● **DO THIS**
Please copy the items below, swapping every "Indicate" for "Mark" and leaving everything else unchanged.

● **DATA IN THIS EXERCISE**
※ ※ ※

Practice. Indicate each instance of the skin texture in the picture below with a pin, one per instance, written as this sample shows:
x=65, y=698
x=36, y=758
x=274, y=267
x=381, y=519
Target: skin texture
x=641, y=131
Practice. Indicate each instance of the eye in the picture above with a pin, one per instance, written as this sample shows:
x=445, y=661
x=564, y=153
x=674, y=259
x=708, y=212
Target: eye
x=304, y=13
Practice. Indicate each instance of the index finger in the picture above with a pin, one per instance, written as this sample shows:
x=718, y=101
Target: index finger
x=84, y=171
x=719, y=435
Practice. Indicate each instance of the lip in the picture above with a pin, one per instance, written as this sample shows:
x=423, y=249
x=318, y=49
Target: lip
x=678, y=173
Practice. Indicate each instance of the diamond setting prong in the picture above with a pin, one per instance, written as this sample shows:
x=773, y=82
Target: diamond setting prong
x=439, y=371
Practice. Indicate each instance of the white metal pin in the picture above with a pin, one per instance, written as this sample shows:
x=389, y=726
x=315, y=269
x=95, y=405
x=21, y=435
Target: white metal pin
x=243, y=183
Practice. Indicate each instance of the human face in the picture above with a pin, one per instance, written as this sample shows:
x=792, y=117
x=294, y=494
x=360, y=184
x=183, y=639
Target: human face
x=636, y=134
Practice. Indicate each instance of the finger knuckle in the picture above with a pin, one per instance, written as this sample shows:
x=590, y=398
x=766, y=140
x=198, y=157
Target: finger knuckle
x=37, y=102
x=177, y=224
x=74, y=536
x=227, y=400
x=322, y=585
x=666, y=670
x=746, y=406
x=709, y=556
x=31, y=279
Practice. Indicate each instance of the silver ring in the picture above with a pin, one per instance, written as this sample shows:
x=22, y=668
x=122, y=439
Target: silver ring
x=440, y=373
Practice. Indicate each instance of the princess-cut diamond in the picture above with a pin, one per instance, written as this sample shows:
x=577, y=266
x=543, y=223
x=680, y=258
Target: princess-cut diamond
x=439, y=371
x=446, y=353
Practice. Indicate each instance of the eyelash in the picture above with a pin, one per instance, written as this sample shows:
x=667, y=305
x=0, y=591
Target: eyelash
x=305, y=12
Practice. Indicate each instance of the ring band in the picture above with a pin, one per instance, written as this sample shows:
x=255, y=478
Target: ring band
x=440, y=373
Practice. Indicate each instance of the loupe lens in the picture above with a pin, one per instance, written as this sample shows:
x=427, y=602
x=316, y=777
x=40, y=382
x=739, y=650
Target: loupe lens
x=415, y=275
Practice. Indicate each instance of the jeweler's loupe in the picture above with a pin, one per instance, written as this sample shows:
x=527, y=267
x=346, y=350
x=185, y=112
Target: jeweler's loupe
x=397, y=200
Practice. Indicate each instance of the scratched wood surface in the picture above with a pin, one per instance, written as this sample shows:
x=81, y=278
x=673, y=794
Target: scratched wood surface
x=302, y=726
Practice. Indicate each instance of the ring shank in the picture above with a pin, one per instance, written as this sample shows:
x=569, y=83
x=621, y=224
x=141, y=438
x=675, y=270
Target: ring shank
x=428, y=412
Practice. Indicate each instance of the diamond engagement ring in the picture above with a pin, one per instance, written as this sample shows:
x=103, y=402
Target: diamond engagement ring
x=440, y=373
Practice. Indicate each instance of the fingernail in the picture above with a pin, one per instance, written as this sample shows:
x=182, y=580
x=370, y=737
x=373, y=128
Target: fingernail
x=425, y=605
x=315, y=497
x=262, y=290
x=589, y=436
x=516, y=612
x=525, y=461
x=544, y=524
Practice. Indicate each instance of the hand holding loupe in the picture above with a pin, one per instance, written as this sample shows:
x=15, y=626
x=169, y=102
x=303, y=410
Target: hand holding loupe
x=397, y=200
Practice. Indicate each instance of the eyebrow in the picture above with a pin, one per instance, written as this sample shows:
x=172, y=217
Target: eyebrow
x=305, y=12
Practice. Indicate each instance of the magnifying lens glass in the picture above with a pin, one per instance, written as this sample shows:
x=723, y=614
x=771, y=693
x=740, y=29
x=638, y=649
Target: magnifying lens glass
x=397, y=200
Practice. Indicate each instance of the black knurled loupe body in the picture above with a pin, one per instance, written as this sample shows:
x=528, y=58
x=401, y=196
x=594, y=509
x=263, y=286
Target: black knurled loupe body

※ ※ ※

● **THE RESULT**
Practice. Mark each instance of the skin texture in the picture below with a pin, one per instance, written as this sample shows:
x=65, y=698
x=36, y=758
x=274, y=267
x=381, y=519
Target: skin texture
x=641, y=131
Practice. Mark each instance of the eye in the picture above with a pin, one per instance, written as this sample shows:
x=445, y=661
x=564, y=153
x=674, y=259
x=708, y=212
Target: eye
x=304, y=13
Practice. Mark each instance of the index finger in the picture above with a pin, one per instance, written as this sample shows:
x=718, y=101
Target: index finger
x=84, y=171
x=719, y=435
Practice. Mark each instance of the lip in the picture above with a pin, one per instance, written as this sample shows:
x=423, y=249
x=318, y=49
Target: lip
x=678, y=173
Practice. Mark each instance of the diamond setting prong in the picture above with a pin, one per instance, written as this sample shows:
x=773, y=82
Target: diamond setting prong
x=439, y=371
Practice. Mark each instance of the white metal pin in the picture above with a pin, one per instance, written as this sample shows:
x=389, y=726
x=315, y=269
x=95, y=405
x=21, y=435
Target: white metal pin
x=243, y=183
Practice. Mark each instance of the human face in the picture above with a pin, one per instance, written as this sample shows:
x=792, y=117
x=294, y=494
x=360, y=184
x=183, y=639
Target: human face
x=636, y=134
Practice. Mark each instance of the finger knuckle in the picture above with a pin, one per instance, written as this sample shows:
x=590, y=398
x=766, y=140
x=198, y=157
Target: finger knuckle
x=37, y=102
x=177, y=224
x=74, y=536
x=227, y=400
x=322, y=585
x=666, y=670
x=746, y=406
x=709, y=556
x=31, y=279
Practice. Mark each instance of the silver ring in the picture above with a pin, one per instance, written as this sample shows:
x=22, y=668
x=122, y=439
Target: silver ring
x=440, y=373
Practice. Mark each instance of the princess-cut diamond in the picture above with a pin, one per instance, written as this sample shows:
x=577, y=266
x=543, y=223
x=680, y=258
Target: princess-cut diamond
x=439, y=371
x=446, y=353
Practice. Mark each instance of the eyelash in the picture above with a pin, one per instance, written as this sample shows:
x=667, y=305
x=0, y=591
Target: eyelash
x=305, y=12
Practice. Mark each instance of the ring band in the picture above with a pin, one per instance, written as this sample shows:
x=255, y=478
Target: ring band
x=440, y=373
Practice. Mark each instance of the loupe lens in the picture above with a pin, one per instance, written as this sample shows:
x=427, y=602
x=316, y=777
x=40, y=382
x=739, y=650
Target: loupe lens
x=415, y=275
Practice. Mark each instance of the jeweler's loupe in the picture above with a pin, one per instance, written as this sample shows:
x=527, y=267
x=346, y=350
x=185, y=112
Target: jeweler's loupe
x=397, y=200
Practice. Mark each instance of the scratched wood surface in the picture above with a pin, one per instance, written as this sample shows:
x=81, y=278
x=673, y=794
Target: scratched wood surface
x=302, y=726
Practice. Mark each instance of the ring shank in the picture above with a pin, one per instance, written as this sample shows:
x=569, y=83
x=621, y=224
x=141, y=438
x=675, y=270
Target: ring shank
x=428, y=412
Practice. Mark each instance of the diamond engagement ring in the picture above with a pin, one per instance, written as this sample shows:
x=103, y=402
Target: diamond engagement ring
x=440, y=373
Practice. Mark each instance of the fingernail in the picture above with a pin, one per instance, written as this sample shows:
x=182, y=580
x=370, y=737
x=373, y=128
Target: fingernail
x=425, y=605
x=315, y=497
x=262, y=290
x=589, y=436
x=516, y=612
x=525, y=461
x=544, y=524
Practice. Mark each instance of the hand holding loupe in the picture above with a pin, one per instance, written as this sample shows:
x=15, y=626
x=169, y=102
x=303, y=410
Target: hand holding loupe
x=397, y=200
Practice. Mark each instance of the eyebrow in the picture above with a pin, one per instance, written as this sample shows:
x=172, y=217
Target: eyebrow
x=305, y=12
Practice. Mark each instance of the magnifying lens glass in the picture above with a pin, one per instance, written as this sample shows:
x=723, y=614
x=771, y=693
x=740, y=29
x=638, y=649
Target: magnifying lens glass
x=397, y=200
Practice. Mark each instance of the black knurled loupe body in the picture above with a pin, one per instance, written as this sample shows:
x=528, y=58
x=401, y=196
x=594, y=509
x=263, y=286
Target: black knurled loupe body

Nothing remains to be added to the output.